Selected text =
(begin)
IP Strategies for Changing Times

By Louis Carbonneau

With all the recent and well documented turmoil weakening the US patent system at the same time Europe is moving toward a unified patent, the imminent passage of the Defend Trade Secrets Act and the White House finally recognizing the extensive damage to the US economy caused by cyber hacking, just to name a few, the IP landscape is changing fast and traditional intellectual property strategies are looking a lot like investment strategies back in 2008-2009; they probably no longer work!

In case anyone forgot, intellectual property is still the cornerstone of most technology centered businesses: the vast majority of the assets developed and owned by technology companies are intangible assets, i.e., they reside in their internal information and employees’ brains  (Intellectual Capital or “IC”) and the output thereof (Intellectual Property or “IP”). It is estimated that in excess of 85% of the valuation of the Nasdaq Index companies (and of the new global wealth being created) lies in intangible assets. With smaller technology companies, this percentage is sometimes close to 100%. Not convinced? Try selling your office equipment and your computers and see how much money you will raise…

Nowadays, most technology based companies eventually fail or succeed in large part because of the way they handle their intellectual capital assets and convert those into strategic intellectual property assets (we call this the “IQ to IP Conversion Ratio”) that allow them to enjoy a sustainable competitive advantage over their competitors. As the saying goes: “Innovation without protection is philanthropy!”
(end)
Data provided =
(begin)
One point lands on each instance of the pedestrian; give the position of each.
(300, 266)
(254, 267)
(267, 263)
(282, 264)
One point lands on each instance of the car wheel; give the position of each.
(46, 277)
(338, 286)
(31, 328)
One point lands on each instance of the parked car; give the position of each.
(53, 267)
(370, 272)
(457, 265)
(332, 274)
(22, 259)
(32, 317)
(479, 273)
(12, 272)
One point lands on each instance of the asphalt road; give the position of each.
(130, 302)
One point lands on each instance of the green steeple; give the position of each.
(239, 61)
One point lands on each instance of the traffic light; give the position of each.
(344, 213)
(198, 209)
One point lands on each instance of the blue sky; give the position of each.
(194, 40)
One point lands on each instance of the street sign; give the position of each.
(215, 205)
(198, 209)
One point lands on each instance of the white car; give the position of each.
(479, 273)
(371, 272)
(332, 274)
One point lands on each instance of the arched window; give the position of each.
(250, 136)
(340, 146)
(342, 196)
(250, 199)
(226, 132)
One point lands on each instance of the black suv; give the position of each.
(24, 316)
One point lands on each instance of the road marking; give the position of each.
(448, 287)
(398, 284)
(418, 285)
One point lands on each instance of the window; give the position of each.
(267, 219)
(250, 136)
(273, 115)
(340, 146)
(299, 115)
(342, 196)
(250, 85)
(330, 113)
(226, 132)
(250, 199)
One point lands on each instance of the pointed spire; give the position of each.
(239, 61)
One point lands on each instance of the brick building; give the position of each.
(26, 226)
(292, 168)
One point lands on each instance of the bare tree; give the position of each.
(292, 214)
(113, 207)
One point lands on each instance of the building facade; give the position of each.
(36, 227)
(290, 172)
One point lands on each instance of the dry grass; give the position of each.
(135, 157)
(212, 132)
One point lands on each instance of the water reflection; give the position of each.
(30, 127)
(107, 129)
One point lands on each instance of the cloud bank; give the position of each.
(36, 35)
(end)
Challenge A =
Please repeat the rows starting with the line that contains "One point lands on each instance of the water" and going on through the last row, moving each point by adding -132 to both of its coordinates and leaving every other line as it is.
Challenge B =
Write what follows in the article on intellectual property strategy, picking up right after its final sentence.

Exercise output A =
One point lands on each instance of the water reflection; give the position of each.
(-102, -5)
(-25, -3)
One point lands on each instance of the cloud bank; give the position of each.
(-96, -97)

Exercise output B =
We have been reviewing and conducting IP strategies for companies for years and there are certain common mistakes we keep observing that most companies make and which are worth mentioning.

  1. Filing Invalid patents. Most companies we know will readily file patents on ‘inventions’ they made without reflecting upon their strategic value (or absence thereof) to the business and without knowing whether these will indeed lead to  valid and enforceable patents. In other words, businesses pay significant money (up to 25K per patent) to secure  rights that may be irrelevant or illusory (often both) when they most need it, giving them and their investors a false sense of security about the strength of their IP position. When one simply considers that US patents are currently being invalidated at a rate of 70-80% based on the existence of prior art, it is mind boggling to think that any new patent can still be drafted without having done a full prior art search which, for about 10% of the cost above, would have indicated whether it is worth going any further.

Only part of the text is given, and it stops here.